RECORD EXTRACTS:
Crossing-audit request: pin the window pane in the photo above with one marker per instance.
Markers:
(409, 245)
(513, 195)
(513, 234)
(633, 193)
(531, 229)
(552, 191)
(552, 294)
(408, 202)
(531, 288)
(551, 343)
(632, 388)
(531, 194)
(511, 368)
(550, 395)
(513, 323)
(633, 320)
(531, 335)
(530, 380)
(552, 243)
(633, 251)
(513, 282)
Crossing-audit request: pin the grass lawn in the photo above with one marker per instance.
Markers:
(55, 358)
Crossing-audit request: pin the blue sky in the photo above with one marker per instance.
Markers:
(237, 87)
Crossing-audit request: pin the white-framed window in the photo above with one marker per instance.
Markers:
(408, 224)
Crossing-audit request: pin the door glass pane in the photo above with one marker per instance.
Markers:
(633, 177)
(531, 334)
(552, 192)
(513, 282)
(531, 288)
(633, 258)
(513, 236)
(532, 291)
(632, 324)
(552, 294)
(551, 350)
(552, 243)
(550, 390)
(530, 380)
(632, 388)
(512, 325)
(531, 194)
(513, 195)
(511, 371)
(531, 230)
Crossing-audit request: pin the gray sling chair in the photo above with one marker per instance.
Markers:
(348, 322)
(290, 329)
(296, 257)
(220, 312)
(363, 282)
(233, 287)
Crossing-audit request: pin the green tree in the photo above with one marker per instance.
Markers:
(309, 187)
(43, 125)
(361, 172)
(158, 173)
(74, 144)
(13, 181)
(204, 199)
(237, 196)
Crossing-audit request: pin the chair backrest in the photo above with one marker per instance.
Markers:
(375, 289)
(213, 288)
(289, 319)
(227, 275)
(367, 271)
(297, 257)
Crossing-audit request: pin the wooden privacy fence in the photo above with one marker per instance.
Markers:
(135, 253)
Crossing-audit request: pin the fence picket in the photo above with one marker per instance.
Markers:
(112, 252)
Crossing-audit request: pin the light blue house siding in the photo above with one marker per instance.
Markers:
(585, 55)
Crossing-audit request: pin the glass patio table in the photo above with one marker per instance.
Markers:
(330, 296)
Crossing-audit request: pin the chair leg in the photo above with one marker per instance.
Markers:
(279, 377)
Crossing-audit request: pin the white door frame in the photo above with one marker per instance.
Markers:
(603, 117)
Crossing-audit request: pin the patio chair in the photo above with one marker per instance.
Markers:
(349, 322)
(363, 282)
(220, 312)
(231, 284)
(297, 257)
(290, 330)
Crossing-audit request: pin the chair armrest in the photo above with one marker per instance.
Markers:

DIRECTION: All the data must be duplicated exactly, with nothing added or removed.

RESULT FOR THIS TASK:
Crossing-audit request: pin the window pane in the photo above with one marker per instance.
Markers:
(409, 245)
(513, 195)
(513, 234)
(633, 193)
(531, 229)
(552, 191)
(552, 294)
(408, 202)
(531, 288)
(551, 343)
(632, 388)
(531, 194)
(511, 368)
(550, 395)
(513, 323)
(633, 320)
(531, 335)
(530, 380)
(552, 243)
(633, 251)
(513, 282)
Crossing-audit request: pin the grass lawn in the photo above with one marker per instance.
Markers:
(55, 358)
Crossing-audit request: pin the blue sky in the photo above with one marker per instance.
Markers:
(237, 87)
Crossing-audit request: pin the white-framed window in the photo above with one marker per instance.
Markers:
(408, 224)
Crossing-audit request: pin the door glass pane in the photo above with one marker per instance.
Markers:
(633, 177)
(531, 334)
(552, 192)
(513, 282)
(531, 288)
(633, 258)
(513, 236)
(532, 291)
(632, 324)
(552, 294)
(551, 350)
(552, 243)
(550, 390)
(530, 380)
(632, 388)
(512, 325)
(531, 194)
(513, 195)
(511, 371)
(531, 230)
Crossing-audit request: pin the gray sling chair in the photo above with one marker per instance.
Markers:
(348, 322)
(290, 329)
(296, 257)
(220, 312)
(363, 282)
(233, 287)
Crossing-audit request: pin the green tree in the photo above with one marker per instance.
Markers:
(309, 187)
(43, 125)
(361, 172)
(158, 173)
(74, 144)
(13, 181)
(204, 199)
(237, 196)
Crossing-audit request: pin the chair backrest in the photo above with one marker per instance.
Markers:
(375, 289)
(213, 288)
(289, 319)
(227, 275)
(367, 271)
(297, 257)
Crossing-audit request: pin the wooden privacy fence in the photo above with one marker per instance.
Markers:
(135, 253)
Crossing-audit request: pin the fence picket in the photo above with one marker per instance.
Markers:
(112, 252)
Crossing-audit request: pin the light blue house siding in the photo above with one marker per instance.
Markers:
(585, 55)
Crossing-audit request: pin the glass patio table in the photo above with one marker per instance.
Markers:
(330, 296)
Crossing-audit request: pin the chair leg in the photo above with one marker per instance.
Markers:
(279, 377)
Crossing-audit request: pin the white door frame in the photo above with one marker per instance.
Markers:
(603, 117)
Crossing-audit request: pin the patio chair in the photo above with one marker per instance.
Markers:
(349, 322)
(363, 282)
(220, 312)
(231, 284)
(297, 257)
(290, 330)
Crossing-audit request: pin the chair armrest in the photo above with one marker per instance.
Markers:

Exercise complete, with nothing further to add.